Data listing:
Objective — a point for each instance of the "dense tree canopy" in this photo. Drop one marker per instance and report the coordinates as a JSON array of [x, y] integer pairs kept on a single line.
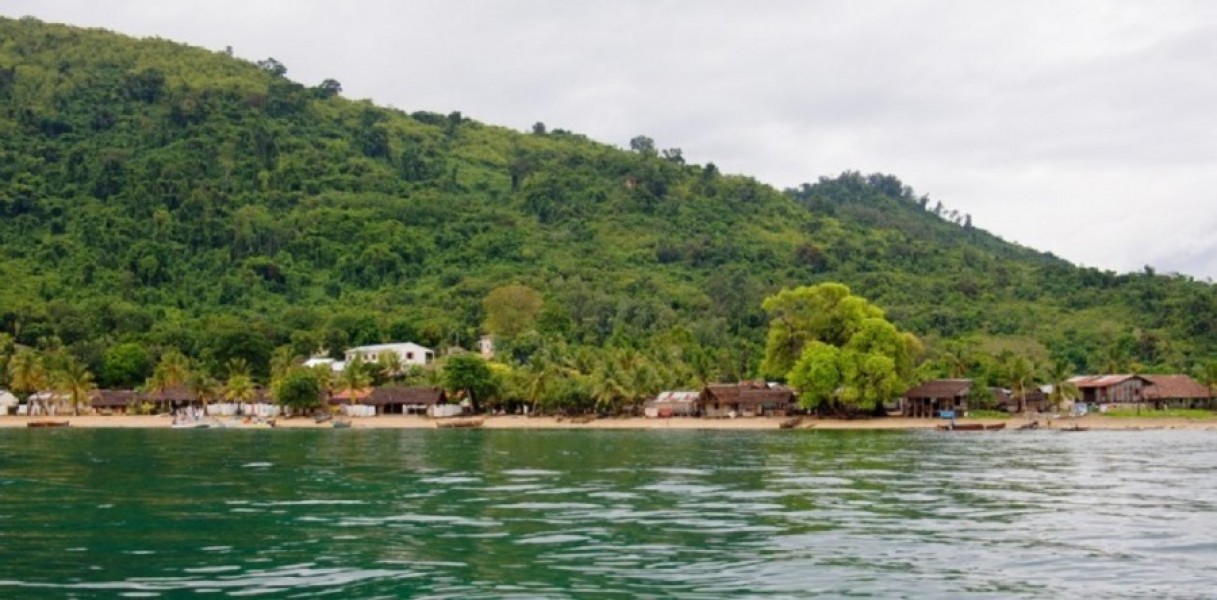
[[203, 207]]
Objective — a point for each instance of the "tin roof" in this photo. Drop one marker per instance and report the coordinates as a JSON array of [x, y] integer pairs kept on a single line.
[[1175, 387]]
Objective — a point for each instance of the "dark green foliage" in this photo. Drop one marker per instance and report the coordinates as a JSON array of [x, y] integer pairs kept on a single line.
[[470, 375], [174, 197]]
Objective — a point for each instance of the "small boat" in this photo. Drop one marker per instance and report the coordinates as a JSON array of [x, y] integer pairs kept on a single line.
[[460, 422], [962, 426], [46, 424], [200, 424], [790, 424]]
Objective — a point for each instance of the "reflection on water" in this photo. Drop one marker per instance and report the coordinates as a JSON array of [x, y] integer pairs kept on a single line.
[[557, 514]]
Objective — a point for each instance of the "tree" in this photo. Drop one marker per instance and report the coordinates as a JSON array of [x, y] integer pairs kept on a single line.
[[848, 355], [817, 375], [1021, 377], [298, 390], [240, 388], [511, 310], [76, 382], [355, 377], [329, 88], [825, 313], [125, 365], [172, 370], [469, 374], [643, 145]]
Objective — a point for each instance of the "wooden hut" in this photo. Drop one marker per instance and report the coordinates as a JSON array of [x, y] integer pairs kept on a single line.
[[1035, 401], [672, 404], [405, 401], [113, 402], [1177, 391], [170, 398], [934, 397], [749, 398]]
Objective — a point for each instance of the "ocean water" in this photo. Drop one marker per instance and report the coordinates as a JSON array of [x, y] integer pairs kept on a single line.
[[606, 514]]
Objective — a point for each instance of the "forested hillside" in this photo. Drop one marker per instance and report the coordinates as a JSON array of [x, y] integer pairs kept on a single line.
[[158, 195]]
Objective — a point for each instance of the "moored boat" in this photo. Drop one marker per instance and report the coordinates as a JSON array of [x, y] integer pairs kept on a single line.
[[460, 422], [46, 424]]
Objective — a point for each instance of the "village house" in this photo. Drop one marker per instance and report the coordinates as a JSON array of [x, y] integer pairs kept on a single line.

Short exercise:
Render every line of the listing above as a JSON array of strings, one string per line, with blank lines left out. Leave the pictures out of the array.

Exercise answer:
[
  "Objective — a point for each instance of the \"dense tree canopy\" in this photo. Drop one marker per instance and report the coordinates as a JSON array of [x, y] integer pairs kept on a single line.",
  "[[203, 207]]",
  "Objective — a point for each instance of the \"tin roof\" in this photo. Drop one marker per instance and report the coordinates as a JSON array of [x, y] integer pairs kept on a single line.",
  "[[1175, 387]]",
  "Objective — a point for each instance of the \"dark green foliage\" in this photo. Drop one marker per instance and report the coordinates as a JSON array of [x, y] integer pairs kept on a single line.",
  "[[470, 375], [174, 197]]",
  "Objective — a point for each instance of the \"small boat\" in this photo. Drop one marker per instance and report the coordinates as a JSON array of [x, y] integer pairs kept on a single line.",
  "[[460, 422], [962, 426], [46, 424], [200, 424], [790, 424]]",
  "Objective — a point for each instance of the \"reflection on water\" in this photo. Drop one marker per instance and report the coordinates as a JSON array of [x, y] integer pairs kept on a single line.",
  "[[557, 514]]",
  "Objective — a point for each instance of the \"tree\" in this photo. Drop one marker per instance and report the coordinates as a JSON array of [x, y] integer pairs kept on a single line.",
  "[[848, 355], [817, 375], [1021, 377], [298, 390], [240, 388], [511, 310], [76, 382], [355, 377], [329, 88], [825, 313], [125, 365], [172, 370], [469, 374], [643, 145]]",
  "Objective — a point for each instance of the \"wooden hut\" in this photo. Drop one marker per instance and report the coordinates as a JSON array of [x, y] integer pairs kept on a single line.",
  "[[1035, 401], [672, 404], [405, 401], [113, 402], [1177, 391], [170, 398], [934, 397], [749, 398]]",
  "Objective — a point for each instance of the \"ocean water\" in this photo. Drop one marker per instance and report the coordinates as a JSON array of [x, y] integer pairs kept on a single line.",
  "[[606, 514]]",
  "Objective — a point for each instance of the \"forested hillside\" in this photo. Drop one marker per instance and report the coordinates as a JSON array of [x, y] integer pairs kept on a single line.",
  "[[158, 195]]",
  "Objective — a point for each instance of the \"moored boat\" in this photo. Drop one marker per instance and report the coordinates as a JSON array of [x, y] integer pairs kept on a single line.",
  "[[460, 422], [46, 424]]",
  "Objective — a point for each instance of the \"village house\" in this photo. Drop one marker per instance and report the coordinates as a JSON array of [x, y] integer pairs kept on a single line."
]